INPUT RECORDS START
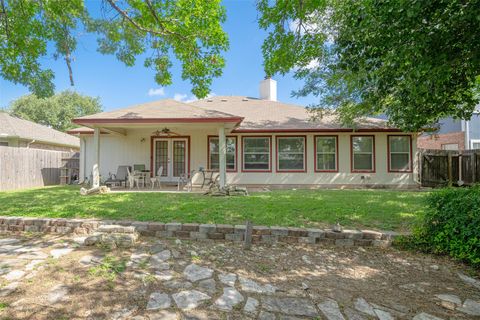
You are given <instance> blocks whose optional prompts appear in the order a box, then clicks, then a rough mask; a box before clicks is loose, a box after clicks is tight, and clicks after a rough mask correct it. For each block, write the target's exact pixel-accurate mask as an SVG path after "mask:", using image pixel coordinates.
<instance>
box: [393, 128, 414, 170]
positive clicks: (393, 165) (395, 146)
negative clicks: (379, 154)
mask: <svg viewBox="0 0 480 320" xmlns="http://www.w3.org/2000/svg"><path fill="white" fill-rule="evenodd" d="M411 144H412V140H411V138H410V136H388V151H389V163H388V165H389V169H390V171H410V170H412V154H411V150H412V148H411Z"/></svg>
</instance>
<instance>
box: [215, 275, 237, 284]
mask: <svg viewBox="0 0 480 320" xmlns="http://www.w3.org/2000/svg"><path fill="white" fill-rule="evenodd" d="M218 279H219V280H220V282H221V283H223V284H225V285H227V286H229V287H234V286H235V281H237V275H236V274H235V273H222V274H219V275H218Z"/></svg>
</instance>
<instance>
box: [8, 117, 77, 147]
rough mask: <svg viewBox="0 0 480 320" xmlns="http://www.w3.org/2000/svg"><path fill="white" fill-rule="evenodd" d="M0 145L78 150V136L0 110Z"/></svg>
mask: <svg viewBox="0 0 480 320" xmlns="http://www.w3.org/2000/svg"><path fill="white" fill-rule="evenodd" d="M0 146H8V147H23V148H32V149H45V150H57V151H78V150H79V149H80V140H79V139H78V137H75V136H72V135H70V134H66V133H63V132H60V131H57V130H54V129H52V128H49V127H46V126H43V125H40V124H38V123H35V122H31V121H27V120H23V119H20V118H16V117H13V116H11V115H9V114H8V113H6V112H0Z"/></svg>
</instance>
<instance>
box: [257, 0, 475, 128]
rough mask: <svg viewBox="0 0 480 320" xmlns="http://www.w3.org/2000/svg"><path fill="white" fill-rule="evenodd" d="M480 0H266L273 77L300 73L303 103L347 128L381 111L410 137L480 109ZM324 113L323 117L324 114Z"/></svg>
mask: <svg viewBox="0 0 480 320" xmlns="http://www.w3.org/2000/svg"><path fill="white" fill-rule="evenodd" d="M479 7H480V0H469V1H459V0H455V1H452V0H437V1H418V0H407V1H405V0H402V1H399V0H396V1H394V0H382V1H372V0H360V1H359V0H323V1H321V0H312V1H307V2H305V1H300V0H297V1H288V0H278V1H276V2H275V3H274V4H273V5H272V2H271V1H268V0H261V1H259V3H258V9H259V11H260V13H261V17H260V19H259V24H260V26H261V27H262V28H264V29H268V30H269V36H268V38H267V39H266V41H265V43H264V45H263V55H264V60H265V62H264V67H265V71H266V73H267V74H268V75H272V74H274V73H276V72H279V73H282V74H284V73H286V72H288V71H290V70H294V74H295V77H296V78H299V79H304V80H305V85H304V87H303V88H302V89H301V90H299V91H297V92H295V93H294V94H295V95H297V96H305V95H309V94H313V95H316V96H318V97H319V99H320V102H319V104H318V105H315V106H313V107H315V108H317V109H316V110H319V109H318V108H320V110H321V109H326V110H327V111H328V110H330V109H336V110H337V111H338V115H339V116H340V119H341V120H342V121H343V122H344V123H345V124H351V123H352V121H353V119H355V118H357V117H361V116H367V115H372V114H380V113H385V114H386V115H388V116H389V119H390V121H391V123H392V124H393V125H395V126H397V127H399V128H401V129H404V130H405V131H417V130H420V129H422V128H424V127H426V126H430V125H433V124H435V123H436V122H437V121H438V120H439V119H441V118H443V117H447V116H453V117H456V118H464V119H468V118H470V116H471V115H472V112H473V110H474V108H475V105H476V104H478V102H479V97H478V95H476V92H478V88H479V84H480V82H479V75H480V41H478V36H477V30H479V29H480V19H479V18H478V8H479ZM321 111H325V110H321Z"/></svg>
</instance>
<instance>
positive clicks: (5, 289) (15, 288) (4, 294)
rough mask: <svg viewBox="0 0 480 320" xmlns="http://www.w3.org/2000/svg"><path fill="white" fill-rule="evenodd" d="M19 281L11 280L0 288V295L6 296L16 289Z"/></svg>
mask: <svg viewBox="0 0 480 320" xmlns="http://www.w3.org/2000/svg"><path fill="white" fill-rule="evenodd" d="M18 285H19V283H18V282H12V283H9V284H7V285H6V286H5V287H2V288H0V297H6V296H8V295H9V294H11V293H12V292H14V291H15V290H17V288H18Z"/></svg>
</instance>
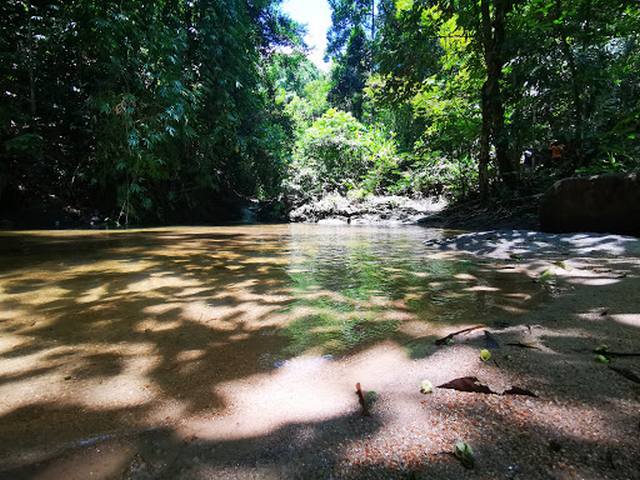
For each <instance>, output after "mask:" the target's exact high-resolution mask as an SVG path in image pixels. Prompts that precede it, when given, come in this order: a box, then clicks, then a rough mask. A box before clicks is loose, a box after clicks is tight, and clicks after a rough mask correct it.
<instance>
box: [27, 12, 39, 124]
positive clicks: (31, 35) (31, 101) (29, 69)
mask: <svg viewBox="0 0 640 480" xmlns="http://www.w3.org/2000/svg"><path fill="white" fill-rule="evenodd" d="M31 16H32V13H31V2H27V35H28V38H27V51H28V53H27V68H28V70H29V110H30V113H31V122H33V123H34V124H35V120H36V113H37V108H36V80H35V73H34V69H35V60H34V58H33V25H32V22H31Z"/></svg>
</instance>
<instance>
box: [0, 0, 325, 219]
mask: <svg viewBox="0 0 640 480" xmlns="http://www.w3.org/2000/svg"><path fill="white" fill-rule="evenodd" d="M278 3H279V2H278V1H276V0H264V1H260V2H254V3H253V4H249V3H247V2H244V1H241V0H232V1H227V2H207V1H203V2H178V1H175V0H162V1H158V2H134V1H124V2H120V1H118V2H116V1H112V0H108V1H104V2H103V1H101V2H92V1H91V2H90V1H85V0H79V1H76V2H61V1H54V2H45V3H42V2H39V3H35V2H34V3H31V2H27V1H19V0H9V1H7V2H3V4H2V6H1V7H0V31H1V32H2V35H0V56H1V58H2V62H1V64H2V70H1V71H0V90H1V91H2V92H4V94H5V95H6V96H7V105H6V108H3V109H2V128H1V129H0V144H3V145H4V146H5V150H4V153H3V155H2V158H0V162H1V163H2V164H4V165H6V169H7V170H8V171H9V172H11V178H10V180H9V184H10V185H17V184H18V183H20V184H21V188H22V190H20V191H15V190H14V192H13V195H14V196H15V195H31V196H36V195H40V194H43V193H44V192H49V193H55V194H58V195H64V196H65V197H66V199H65V201H78V199H79V197H80V196H81V197H82V198H83V201H84V202H86V203H89V204H91V205H93V206H96V207H99V208H101V209H103V210H104V211H105V212H107V213H109V212H111V213H113V214H114V215H115V216H116V217H115V218H116V220H118V221H120V222H121V223H126V222H128V221H129V219H134V218H135V219H138V220H148V221H158V220H164V221H169V220H170V219H172V218H173V219H175V218H179V217H183V218H184V217H185V212H188V214H187V215H186V216H190V215H191V213H195V212H197V211H198V209H193V208H192V207H193V206H195V205H199V206H201V208H200V211H201V212H202V215H203V217H206V216H207V215H208V214H209V213H210V212H208V211H207V205H211V204H212V203H215V202H211V197H212V195H213V196H219V197H224V196H228V195H229V194H230V193H231V192H238V193H240V194H244V195H247V196H249V195H261V194H262V195H273V194H275V193H276V192H277V191H278V190H279V188H280V184H281V181H282V178H283V177H284V175H285V172H286V164H287V162H288V157H289V153H290V150H291V148H292V146H293V142H292V141H291V125H290V121H289V119H288V118H287V117H285V116H284V115H283V114H282V112H281V109H280V108H279V107H278V105H277V101H276V100H277V99H276V93H277V90H278V89H279V88H282V87H283V85H284V86H285V87H286V88H292V89H294V90H295V89H298V90H300V91H302V89H303V88H304V85H305V84H306V83H307V82H308V81H309V80H312V79H315V78H317V77H318V73H317V70H316V69H315V67H312V66H310V64H309V62H308V61H307V60H306V59H305V58H304V57H303V56H302V55H301V54H300V53H297V50H296V48H298V46H300V40H299V39H300V37H299V31H300V30H299V27H298V26H297V25H296V24H295V23H293V22H292V21H291V20H289V19H288V18H286V17H284V16H283V15H282V14H281V13H280V11H279V9H278V8H279V7H278ZM280 45H287V46H289V47H290V48H293V49H294V52H293V53H292V54H290V55H284V54H277V53H273V52H274V50H275V47H277V46H280ZM285 67H286V68H285ZM278 72H285V73H286V74H284V75H280V74H279V73H278ZM292 72H293V73H292ZM3 102H4V100H3ZM21 192H23V193H21ZM24 192H26V193H24ZM40 192H43V193H40ZM16 198H17V197H16ZM16 201H18V200H16ZM202 207H204V208H202ZM191 218H195V217H191Z"/></svg>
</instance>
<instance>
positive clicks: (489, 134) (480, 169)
mask: <svg viewBox="0 0 640 480" xmlns="http://www.w3.org/2000/svg"><path fill="white" fill-rule="evenodd" d="M486 90H487V82H486V81H485V83H484V85H483V86H482V93H481V102H482V126H481V130H480V157H479V159H478V183H479V186H480V198H481V199H482V201H485V200H487V198H488V197H489V162H490V160H491V157H490V155H491V120H490V118H489V108H488V106H487V93H486Z"/></svg>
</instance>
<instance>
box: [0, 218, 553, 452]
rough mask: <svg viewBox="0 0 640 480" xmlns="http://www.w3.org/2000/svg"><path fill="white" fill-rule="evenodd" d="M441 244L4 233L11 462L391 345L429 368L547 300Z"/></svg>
mask: <svg viewBox="0 0 640 480" xmlns="http://www.w3.org/2000/svg"><path fill="white" fill-rule="evenodd" d="M445 234H446V233H445V232H441V231H433V230H427V229H422V228H419V227H398V228H383V227H328V226H311V225H309V226H306V225H274V226H243V227H219V228H167V229H151V230H140V231H128V232H74V231H68V232H17V233H11V232H5V233H1V234H0V332H1V333H2V335H1V336H0V398H1V399H2V401H1V402H0V444H1V445H5V446H7V447H6V451H4V452H0V460H1V459H2V458H3V456H7V455H9V454H10V453H12V452H14V453H15V452H16V451H20V449H21V448H27V447H30V448H31V447H34V446H35V445H37V444H38V442H42V443H46V442H47V441H51V442H65V441H67V442H68V441H72V440H74V439H77V438H78V437H79V436H83V435H84V436H85V437H86V436H90V435H95V434H100V433H101V432H105V431H107V432H108V431H112V430H117V429H121V428H122V427H123V425H127V424H135V423H136V420H137V419H138V418H144V419H145V421H146V425H148V424H150V423H151V424H153V423H154V422H156V423H157V422H159V421H161V419H167V418H174V419H175V418H180V417H181V416H183V415H186V414H195V413H200V412H211V411H223V410H224V409H225V408H231V407H232V406H230V405H227V404H225V401H224V400H223V398H221V397H220V396H219V395H217V393H216V385H221V384H223V383H224V382H230V381H232V380H234V381H235V380H237V379H242V378H248V377H250V376H251V375H255V374H257V373H260V372H269V371H272V370H275V369H278V368H279V367H280V366H282V365H283V364H285V363H286V362H287V361H288V360H290V359H292V358H294V357H297V356H300V355H309V356H312V357H313V358H325V359H338V358H341V357H343V356H348V355H351V354H353V353H355V352H358V351H362V350H363V349H366V348H369V347H371V346H373V345H374V344H376V343H379V342H396V343H398V344H400V345H404V346H406V351H407V355H410V356H420V355H422V354H423V353H424V348H425V347H424V346H425V345H432V343H433V341H432V340H433V339H435V338H437V337H438V336H441V335H443V334H446V333H448V332H449V331H451V330H452V329H457V328H462V327H463V326H466V325H473V324H477V323H487V324H491V325H495V324H502V323H508V322H511V321H513V320H514V319H515V318H516V317H517V316H518V315H520V314H522V313H524V312H526V311H527V310H528V309H530V308H532V307H534V306H535V305H536V304H537V303H539V302H541V301H544V299H545V296H546V292H545V291H544V289H543V288H542V287H540V286H539V285H536V284H534V283H533V282H532V281H531V279H530V278H528V277H526V276H524V275H522V274H519V273H517V271H516V270H513V269H504V268H503V265H500V264H493V263H485V262H480V261H478V260H477V259H472V258H463V257H460V256H452V254H449V256H447V255H445V254H442V253H439V252H436V251H434V250H430V249H429V248H428V247H426V246H424V244H423V241H424V240H426V239H430V238H433V237H434V236H440V235H445ZM416 339H420V341H416ZM87 412H91V414H90V415H89V413H87ZM45 418H46V419H47V421H46V422H45V421H43V420H44V419H45ZM61 425H64V427H61ZM36 438H40V439H43V440H34V439H36ZM9 445H11V446H10V447H9Z"/></svg>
INPUT RECORDS END
REQUIREMENT: From the records above, copy every line that includes the word "after".

RESULT OF THE TASK:
You are given <instance> blocks whose optional prompts appear in the order a box, then clicks, then a rough mask; a box before clicks is loose, a box after clicks is tight, and clicks after a rough mask correct it. For each block, write the target's exact pixel-accurate mask as an SVG path after "mask:", using image pixel coordinates.
For each <instance>, output after "mask:" the target's exact high-resolution mask as an SVG path in image pixels. Prompts that precede it, when given, come in this order: a box, then clicks, then a rough mask. A box before clicks is loose, a box after clicks is tight, and clicks after a rough mask correct it.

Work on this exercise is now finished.